═════ Listed records ═════

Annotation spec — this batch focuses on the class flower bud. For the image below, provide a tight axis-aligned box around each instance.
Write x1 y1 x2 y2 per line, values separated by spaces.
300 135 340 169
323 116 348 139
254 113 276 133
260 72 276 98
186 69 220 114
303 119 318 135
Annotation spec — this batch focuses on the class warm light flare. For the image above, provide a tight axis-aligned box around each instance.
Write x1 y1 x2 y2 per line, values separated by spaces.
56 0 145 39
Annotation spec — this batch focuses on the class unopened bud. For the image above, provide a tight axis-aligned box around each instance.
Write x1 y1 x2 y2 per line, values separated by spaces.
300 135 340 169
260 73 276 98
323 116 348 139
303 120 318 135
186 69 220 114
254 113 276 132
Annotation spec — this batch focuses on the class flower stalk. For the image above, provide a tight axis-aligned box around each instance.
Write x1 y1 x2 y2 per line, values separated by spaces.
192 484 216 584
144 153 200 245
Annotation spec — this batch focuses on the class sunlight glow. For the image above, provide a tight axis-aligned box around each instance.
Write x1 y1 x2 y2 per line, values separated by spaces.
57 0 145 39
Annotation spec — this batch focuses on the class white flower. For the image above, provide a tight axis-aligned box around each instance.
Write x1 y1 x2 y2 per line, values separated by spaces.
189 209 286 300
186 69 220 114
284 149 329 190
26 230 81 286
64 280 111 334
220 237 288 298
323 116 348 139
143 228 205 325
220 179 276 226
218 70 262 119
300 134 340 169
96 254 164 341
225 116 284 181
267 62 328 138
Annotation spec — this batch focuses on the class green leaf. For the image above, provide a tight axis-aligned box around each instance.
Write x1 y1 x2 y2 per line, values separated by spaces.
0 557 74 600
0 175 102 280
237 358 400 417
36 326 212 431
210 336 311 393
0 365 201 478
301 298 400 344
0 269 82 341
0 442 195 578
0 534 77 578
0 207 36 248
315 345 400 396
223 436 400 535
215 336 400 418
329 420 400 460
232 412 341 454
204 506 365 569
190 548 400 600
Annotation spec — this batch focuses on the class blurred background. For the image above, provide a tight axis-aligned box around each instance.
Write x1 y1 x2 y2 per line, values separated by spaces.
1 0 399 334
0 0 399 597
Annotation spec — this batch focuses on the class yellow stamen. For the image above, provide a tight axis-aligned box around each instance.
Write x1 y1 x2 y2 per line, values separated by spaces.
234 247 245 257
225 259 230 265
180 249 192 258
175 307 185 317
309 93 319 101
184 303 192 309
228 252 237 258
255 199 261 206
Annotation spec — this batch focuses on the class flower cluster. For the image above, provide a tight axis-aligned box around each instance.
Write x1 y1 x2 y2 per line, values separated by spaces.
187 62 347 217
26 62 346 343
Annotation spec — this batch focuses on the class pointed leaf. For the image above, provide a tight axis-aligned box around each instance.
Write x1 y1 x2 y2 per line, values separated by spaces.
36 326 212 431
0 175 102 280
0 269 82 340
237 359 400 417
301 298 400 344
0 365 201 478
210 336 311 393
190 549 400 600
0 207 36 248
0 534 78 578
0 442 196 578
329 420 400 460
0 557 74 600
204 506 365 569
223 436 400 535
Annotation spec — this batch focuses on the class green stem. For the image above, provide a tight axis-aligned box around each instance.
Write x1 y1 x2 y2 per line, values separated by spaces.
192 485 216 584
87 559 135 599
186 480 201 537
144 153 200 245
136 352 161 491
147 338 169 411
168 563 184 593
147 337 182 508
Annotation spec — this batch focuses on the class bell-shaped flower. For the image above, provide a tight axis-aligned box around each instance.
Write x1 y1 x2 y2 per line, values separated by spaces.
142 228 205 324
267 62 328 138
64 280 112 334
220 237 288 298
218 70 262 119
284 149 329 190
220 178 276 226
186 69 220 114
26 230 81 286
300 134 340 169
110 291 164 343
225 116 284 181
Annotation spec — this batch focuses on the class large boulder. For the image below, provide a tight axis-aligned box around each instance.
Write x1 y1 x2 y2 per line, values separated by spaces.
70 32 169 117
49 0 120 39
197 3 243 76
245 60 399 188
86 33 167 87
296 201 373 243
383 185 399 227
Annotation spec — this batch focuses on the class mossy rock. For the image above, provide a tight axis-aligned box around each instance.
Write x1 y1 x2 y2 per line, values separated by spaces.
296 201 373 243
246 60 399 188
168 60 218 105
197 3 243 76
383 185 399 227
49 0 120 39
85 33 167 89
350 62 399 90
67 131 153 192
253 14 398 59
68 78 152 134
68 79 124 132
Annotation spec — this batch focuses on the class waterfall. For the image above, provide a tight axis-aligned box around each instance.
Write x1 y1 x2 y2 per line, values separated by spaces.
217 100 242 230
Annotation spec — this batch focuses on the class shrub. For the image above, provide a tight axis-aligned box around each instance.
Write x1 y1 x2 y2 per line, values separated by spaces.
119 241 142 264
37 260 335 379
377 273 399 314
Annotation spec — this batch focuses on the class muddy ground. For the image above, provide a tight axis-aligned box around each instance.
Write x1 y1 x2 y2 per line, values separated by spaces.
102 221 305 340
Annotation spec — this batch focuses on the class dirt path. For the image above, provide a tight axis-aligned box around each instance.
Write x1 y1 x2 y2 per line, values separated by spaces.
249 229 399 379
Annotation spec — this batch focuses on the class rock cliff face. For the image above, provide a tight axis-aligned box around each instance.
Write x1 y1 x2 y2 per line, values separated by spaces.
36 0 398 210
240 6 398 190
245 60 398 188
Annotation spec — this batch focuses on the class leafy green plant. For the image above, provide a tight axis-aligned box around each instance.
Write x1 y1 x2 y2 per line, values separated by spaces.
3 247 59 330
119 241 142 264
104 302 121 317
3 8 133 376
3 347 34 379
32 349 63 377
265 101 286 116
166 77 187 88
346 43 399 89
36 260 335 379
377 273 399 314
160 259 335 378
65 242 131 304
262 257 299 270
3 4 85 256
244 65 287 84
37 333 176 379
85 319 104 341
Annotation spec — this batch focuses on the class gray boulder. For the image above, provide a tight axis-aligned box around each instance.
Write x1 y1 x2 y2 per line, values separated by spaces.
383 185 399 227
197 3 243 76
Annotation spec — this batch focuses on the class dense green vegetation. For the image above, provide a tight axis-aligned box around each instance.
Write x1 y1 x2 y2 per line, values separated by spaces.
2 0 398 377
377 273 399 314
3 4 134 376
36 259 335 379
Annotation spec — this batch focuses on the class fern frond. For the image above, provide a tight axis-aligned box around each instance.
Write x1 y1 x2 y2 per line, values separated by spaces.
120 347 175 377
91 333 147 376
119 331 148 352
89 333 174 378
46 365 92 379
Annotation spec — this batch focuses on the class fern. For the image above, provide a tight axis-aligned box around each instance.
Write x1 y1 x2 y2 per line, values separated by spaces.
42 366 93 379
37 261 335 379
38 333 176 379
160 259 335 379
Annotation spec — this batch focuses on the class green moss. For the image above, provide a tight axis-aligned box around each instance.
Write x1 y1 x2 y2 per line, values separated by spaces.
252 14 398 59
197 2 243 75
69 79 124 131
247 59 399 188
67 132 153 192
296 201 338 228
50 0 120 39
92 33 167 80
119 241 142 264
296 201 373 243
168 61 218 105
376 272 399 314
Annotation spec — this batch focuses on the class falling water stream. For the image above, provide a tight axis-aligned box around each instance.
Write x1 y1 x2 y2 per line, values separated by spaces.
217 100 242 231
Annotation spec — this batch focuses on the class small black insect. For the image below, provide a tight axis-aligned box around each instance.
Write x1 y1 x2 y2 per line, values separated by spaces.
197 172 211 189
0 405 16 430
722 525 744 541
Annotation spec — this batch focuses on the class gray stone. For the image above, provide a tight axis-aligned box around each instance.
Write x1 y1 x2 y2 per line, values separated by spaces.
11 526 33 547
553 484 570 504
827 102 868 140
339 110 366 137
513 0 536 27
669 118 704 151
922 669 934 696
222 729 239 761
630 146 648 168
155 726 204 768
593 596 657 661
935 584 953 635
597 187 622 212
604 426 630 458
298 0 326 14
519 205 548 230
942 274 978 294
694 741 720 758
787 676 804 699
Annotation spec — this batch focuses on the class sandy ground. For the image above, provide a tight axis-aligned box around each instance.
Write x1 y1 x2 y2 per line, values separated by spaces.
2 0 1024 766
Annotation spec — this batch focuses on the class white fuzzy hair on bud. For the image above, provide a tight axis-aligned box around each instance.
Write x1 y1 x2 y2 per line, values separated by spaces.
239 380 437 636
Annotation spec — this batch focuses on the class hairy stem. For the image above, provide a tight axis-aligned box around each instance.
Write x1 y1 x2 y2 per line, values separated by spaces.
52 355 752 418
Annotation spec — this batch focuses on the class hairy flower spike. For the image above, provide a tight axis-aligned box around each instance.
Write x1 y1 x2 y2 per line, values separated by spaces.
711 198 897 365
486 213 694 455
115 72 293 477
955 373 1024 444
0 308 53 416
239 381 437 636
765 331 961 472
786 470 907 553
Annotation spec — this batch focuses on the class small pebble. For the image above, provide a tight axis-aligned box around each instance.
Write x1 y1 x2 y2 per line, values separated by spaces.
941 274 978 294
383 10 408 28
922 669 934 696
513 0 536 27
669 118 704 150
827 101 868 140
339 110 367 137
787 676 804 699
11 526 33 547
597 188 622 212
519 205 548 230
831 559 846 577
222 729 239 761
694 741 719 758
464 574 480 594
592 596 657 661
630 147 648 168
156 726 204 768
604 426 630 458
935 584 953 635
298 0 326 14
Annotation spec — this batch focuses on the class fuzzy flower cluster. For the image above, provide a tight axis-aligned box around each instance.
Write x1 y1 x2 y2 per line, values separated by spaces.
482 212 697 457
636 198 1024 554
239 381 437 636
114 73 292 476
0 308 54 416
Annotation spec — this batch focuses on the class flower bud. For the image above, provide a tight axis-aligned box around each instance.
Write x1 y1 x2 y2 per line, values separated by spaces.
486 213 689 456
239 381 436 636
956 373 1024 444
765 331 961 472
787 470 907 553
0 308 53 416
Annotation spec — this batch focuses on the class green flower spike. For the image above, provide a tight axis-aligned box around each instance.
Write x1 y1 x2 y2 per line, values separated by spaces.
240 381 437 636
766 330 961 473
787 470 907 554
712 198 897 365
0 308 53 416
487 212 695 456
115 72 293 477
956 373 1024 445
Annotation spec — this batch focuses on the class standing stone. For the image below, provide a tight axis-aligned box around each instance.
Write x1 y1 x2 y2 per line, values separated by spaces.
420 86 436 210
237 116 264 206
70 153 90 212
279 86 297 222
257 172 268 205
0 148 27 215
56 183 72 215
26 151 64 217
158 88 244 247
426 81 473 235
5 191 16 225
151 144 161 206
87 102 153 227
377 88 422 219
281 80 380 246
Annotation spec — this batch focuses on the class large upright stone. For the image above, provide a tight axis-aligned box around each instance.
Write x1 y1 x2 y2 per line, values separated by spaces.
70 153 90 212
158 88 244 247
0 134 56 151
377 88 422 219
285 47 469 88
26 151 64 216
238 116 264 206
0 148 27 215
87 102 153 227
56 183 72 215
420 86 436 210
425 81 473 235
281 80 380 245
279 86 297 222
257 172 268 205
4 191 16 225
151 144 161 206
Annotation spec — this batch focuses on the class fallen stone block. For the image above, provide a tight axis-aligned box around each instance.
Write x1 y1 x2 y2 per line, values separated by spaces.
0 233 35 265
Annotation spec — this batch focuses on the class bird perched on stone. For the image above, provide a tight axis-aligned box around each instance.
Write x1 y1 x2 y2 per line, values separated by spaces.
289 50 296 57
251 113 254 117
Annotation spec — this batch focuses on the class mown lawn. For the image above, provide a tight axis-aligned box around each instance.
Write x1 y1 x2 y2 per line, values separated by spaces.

═════

Exercise prompt - Using the material above, tally each line where the word "large" appears. Reply with the total only.

Result of this task - 2